> _Task requirements_
A: Answer the following questions using the text about the film BORGA, one answer per line:
(i) What word do people shout when they see Boateng walking on the street in Ghana?
(ii) Why has the premiere of the film in Ghana been delayed?
(iii) Who directed BORGA?
B: Reproduce the passage from the text about the film BORGA, starting with "The hope for" and going on through "Short Film Award).".

BEGIN Exercise text

Born in Germany to Ghanaian parents, Boateng well knows the kind of expectations that a “Borga” faces in real life. Whenever he visits Ghana, people shout the word when they see him walking on the street.

When he gets to Manheim,Germany, he leads a double life. He sets out to find his Buddy Nabil’s uncle who is also a ‘Borga’ wielding only one picture of him where he is posing next to a luxurious car draped in jewellery.

When Kojo find him, the uncle reveals the secret to his apparent success is that he takes pictures and photoshops them so that he appears to have a very luxurious life for the price of 50 Euros. So Kojo sets up his own set of lies and falsities.

The film brings out the pressures of being a ‘Borga’ for Ghanaian expats. a lot of Africans face the pressures to over-perform and over-compensate for the life they are ‘supposed’ to live abroad.

BORGA became a journey that brought Ghanaians, Germans, Ghanaians living in Germany, and Germans living in Ghana closer together. The film realised how much these groups had in common and how much they could learn from each other.

The hope for the producers of the film is that this spirit in front and behind the camera will resonate and will bring more people from different origins together. It was also a project that was meant to change the narrative around black people, to show them as the people who just want to make something of themselves and getting the acknowledgement of your family.

The premiere in Ghana has been delayed due to the COVID pandemic having already been seen in Germany, but a reaction by Ghanaians in Ghana is well anticipated.

BORGA is the feature film debut of the award-winning director York-Fabian Raabe (e.g. ARTE Award, Winner Max Ophüls Preis, L.A. Shorts Fest „Best Foreign Film“, Kodak Short Film Award).

END Exercise text
BEGIN Supplied information

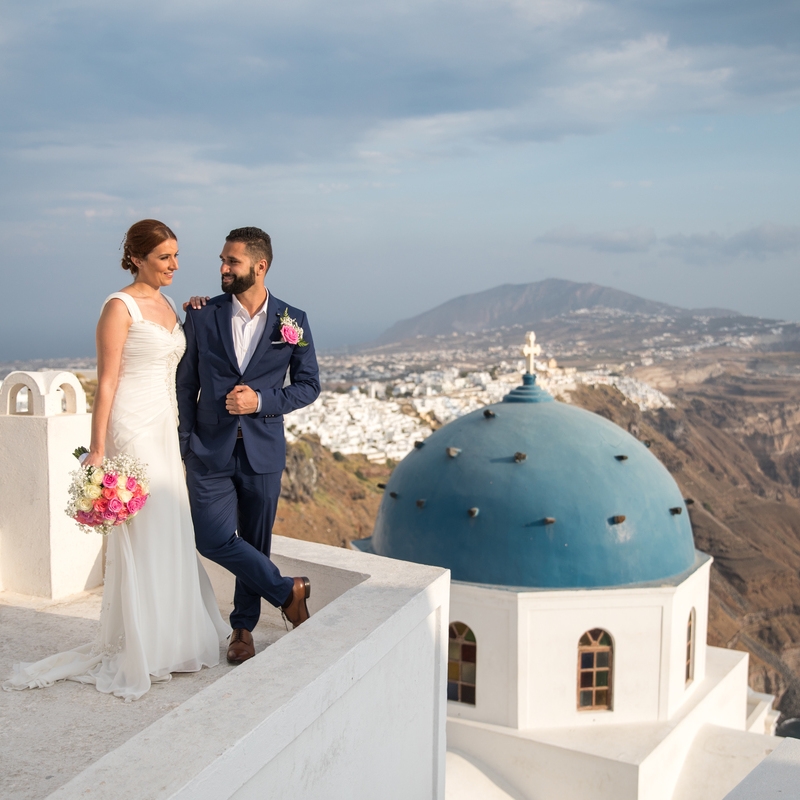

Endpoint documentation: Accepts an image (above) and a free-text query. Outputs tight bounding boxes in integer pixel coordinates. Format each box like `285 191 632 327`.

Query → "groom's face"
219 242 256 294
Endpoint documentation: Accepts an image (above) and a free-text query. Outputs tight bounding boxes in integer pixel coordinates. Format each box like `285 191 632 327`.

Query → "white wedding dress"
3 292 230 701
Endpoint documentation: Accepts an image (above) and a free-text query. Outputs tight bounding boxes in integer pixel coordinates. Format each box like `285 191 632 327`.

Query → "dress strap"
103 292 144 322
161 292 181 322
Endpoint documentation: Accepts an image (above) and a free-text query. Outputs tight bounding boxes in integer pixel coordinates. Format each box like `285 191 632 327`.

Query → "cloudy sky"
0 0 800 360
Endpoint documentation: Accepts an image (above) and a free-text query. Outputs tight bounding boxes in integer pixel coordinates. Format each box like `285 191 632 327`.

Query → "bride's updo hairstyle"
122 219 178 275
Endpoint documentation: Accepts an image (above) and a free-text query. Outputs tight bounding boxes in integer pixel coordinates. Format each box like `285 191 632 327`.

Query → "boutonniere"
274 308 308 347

END Supplied information
BEGIN Supplied information

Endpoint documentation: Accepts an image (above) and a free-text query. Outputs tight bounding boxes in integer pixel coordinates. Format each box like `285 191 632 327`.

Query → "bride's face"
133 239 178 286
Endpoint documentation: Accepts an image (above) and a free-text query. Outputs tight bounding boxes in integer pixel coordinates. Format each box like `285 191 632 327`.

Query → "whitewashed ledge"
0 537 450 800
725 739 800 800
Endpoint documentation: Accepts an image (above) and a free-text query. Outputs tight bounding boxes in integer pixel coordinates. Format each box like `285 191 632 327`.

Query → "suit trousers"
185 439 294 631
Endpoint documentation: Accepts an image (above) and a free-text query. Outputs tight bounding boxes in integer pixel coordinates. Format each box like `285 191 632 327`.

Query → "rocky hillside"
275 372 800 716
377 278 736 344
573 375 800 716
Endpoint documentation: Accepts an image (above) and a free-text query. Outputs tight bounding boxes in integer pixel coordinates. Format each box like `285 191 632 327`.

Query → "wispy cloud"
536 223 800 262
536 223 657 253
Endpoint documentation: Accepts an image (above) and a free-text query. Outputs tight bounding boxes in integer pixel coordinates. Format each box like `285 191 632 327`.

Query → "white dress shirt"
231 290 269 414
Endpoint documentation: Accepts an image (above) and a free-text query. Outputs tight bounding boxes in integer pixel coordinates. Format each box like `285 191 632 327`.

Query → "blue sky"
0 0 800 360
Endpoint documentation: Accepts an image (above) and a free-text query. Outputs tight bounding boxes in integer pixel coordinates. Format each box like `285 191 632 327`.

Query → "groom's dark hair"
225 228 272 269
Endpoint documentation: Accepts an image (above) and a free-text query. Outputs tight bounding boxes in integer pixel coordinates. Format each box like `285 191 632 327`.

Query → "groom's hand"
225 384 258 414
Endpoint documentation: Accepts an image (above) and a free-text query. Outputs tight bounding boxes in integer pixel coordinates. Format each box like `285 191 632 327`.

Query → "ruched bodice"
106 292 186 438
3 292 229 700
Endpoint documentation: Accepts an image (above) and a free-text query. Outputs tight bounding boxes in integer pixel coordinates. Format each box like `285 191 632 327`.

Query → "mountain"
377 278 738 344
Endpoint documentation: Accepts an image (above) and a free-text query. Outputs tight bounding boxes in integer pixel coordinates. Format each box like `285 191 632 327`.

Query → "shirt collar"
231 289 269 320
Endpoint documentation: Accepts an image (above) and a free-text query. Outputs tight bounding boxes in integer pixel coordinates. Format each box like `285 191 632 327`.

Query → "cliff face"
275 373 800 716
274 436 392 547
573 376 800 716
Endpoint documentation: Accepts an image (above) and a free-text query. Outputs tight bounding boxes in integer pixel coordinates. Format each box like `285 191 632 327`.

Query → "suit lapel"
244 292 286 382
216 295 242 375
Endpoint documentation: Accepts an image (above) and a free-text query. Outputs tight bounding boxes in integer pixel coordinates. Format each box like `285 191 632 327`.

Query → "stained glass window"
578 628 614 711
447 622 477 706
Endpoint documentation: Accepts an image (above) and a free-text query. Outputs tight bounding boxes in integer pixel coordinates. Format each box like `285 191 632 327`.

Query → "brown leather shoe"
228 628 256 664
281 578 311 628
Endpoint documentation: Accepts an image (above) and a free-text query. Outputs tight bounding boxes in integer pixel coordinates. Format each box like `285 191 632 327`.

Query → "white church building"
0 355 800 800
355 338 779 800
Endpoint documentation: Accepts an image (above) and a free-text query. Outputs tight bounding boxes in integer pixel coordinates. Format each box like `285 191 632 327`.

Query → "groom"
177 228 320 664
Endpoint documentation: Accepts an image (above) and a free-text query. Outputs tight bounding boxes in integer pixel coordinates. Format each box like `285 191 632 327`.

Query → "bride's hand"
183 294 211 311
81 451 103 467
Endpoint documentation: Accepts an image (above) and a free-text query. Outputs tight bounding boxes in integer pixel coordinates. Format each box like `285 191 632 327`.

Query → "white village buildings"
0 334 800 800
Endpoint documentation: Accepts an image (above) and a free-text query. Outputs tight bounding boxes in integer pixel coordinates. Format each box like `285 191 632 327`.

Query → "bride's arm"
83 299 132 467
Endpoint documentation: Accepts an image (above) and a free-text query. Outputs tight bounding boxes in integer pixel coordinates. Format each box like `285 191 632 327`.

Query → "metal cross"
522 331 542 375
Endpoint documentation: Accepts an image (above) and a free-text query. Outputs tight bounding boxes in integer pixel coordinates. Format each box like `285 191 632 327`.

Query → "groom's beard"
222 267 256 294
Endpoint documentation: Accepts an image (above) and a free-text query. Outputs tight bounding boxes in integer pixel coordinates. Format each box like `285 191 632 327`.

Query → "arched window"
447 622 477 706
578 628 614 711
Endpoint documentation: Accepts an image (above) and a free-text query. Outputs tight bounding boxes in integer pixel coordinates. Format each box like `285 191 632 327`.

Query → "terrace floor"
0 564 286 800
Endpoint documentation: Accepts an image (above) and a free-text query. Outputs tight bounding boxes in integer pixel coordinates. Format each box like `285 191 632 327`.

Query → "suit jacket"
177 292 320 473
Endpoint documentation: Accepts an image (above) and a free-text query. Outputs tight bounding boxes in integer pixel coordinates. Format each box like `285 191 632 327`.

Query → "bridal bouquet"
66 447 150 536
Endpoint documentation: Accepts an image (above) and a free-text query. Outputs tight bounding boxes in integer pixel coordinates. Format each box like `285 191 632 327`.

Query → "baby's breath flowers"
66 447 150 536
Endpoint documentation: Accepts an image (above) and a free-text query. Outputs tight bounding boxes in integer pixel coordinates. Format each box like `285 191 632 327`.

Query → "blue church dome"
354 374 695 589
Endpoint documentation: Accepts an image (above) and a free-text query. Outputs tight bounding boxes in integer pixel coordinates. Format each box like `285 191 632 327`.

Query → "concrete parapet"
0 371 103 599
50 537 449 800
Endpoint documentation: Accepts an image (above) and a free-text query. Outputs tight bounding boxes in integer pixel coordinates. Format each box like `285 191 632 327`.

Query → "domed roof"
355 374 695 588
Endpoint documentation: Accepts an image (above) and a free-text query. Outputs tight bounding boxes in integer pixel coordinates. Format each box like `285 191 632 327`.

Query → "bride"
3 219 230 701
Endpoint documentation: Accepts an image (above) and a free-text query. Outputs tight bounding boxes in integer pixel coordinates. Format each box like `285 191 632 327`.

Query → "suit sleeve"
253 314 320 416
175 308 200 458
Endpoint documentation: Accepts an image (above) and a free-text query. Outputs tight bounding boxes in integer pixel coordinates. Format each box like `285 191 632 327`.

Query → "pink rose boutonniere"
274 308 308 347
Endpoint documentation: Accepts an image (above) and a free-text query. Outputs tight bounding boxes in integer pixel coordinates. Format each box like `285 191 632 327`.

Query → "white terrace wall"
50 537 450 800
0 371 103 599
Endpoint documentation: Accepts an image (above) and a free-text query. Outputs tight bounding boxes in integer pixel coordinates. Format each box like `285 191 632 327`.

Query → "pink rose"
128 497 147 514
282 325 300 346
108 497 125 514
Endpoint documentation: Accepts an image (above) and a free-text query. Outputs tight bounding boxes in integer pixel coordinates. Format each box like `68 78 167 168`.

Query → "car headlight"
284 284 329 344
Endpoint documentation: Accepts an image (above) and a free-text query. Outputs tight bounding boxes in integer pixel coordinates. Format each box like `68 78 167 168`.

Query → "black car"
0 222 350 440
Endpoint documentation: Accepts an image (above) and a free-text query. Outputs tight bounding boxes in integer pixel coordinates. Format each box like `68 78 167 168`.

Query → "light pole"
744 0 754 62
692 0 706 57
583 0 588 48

END Supplied information
BEGIN Supplied information

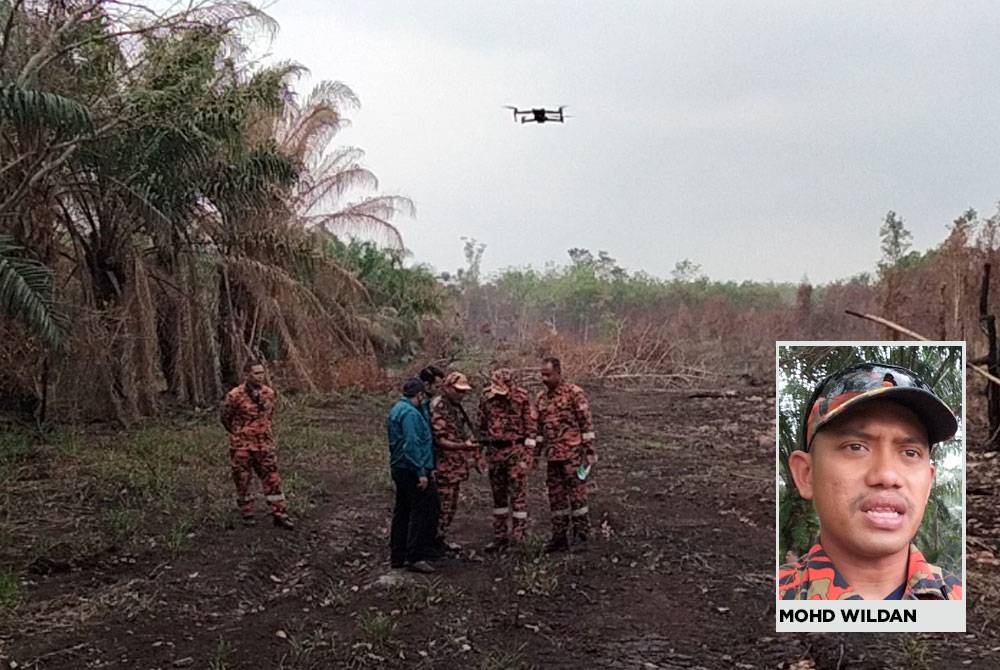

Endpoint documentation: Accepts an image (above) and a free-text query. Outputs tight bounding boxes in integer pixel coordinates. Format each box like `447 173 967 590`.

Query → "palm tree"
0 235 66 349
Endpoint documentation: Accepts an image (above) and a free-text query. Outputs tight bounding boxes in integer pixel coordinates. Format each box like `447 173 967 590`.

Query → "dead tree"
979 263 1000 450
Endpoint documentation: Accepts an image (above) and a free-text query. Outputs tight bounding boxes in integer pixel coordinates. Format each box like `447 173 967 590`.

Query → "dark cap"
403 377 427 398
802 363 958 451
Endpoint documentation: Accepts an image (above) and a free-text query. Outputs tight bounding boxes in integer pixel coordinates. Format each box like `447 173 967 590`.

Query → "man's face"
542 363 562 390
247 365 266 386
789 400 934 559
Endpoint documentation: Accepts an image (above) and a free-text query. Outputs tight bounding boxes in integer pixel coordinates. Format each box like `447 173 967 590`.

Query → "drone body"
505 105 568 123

END Supplied information

> _Responses_
A:
(i) "Borga"
(ii) The COVID pandemic
(iii) York-Fabian Raabe

B:
The hope for the producers of the film is that this spirit in front and behind the camera will resonate and will bring more people from different origins together. It was also a project that was meant to change the narrative around black people, to show them as the people who just want to make something of themselves and getting the acknowledgement of your family.

The premiere in Ghana has been delayed due to the COVID pandemic having already been seen in Germany, but a reaction by Ghanaians in Ghana is well anticipated.

BORGA is the feature film debut of the award-winning director York-Fabian Raabe (e.g. ARTE Award, Winner Max Ophüls Preis, L.A. Shorts Fest „Best Foreign Film“, Kodak Short Film Award).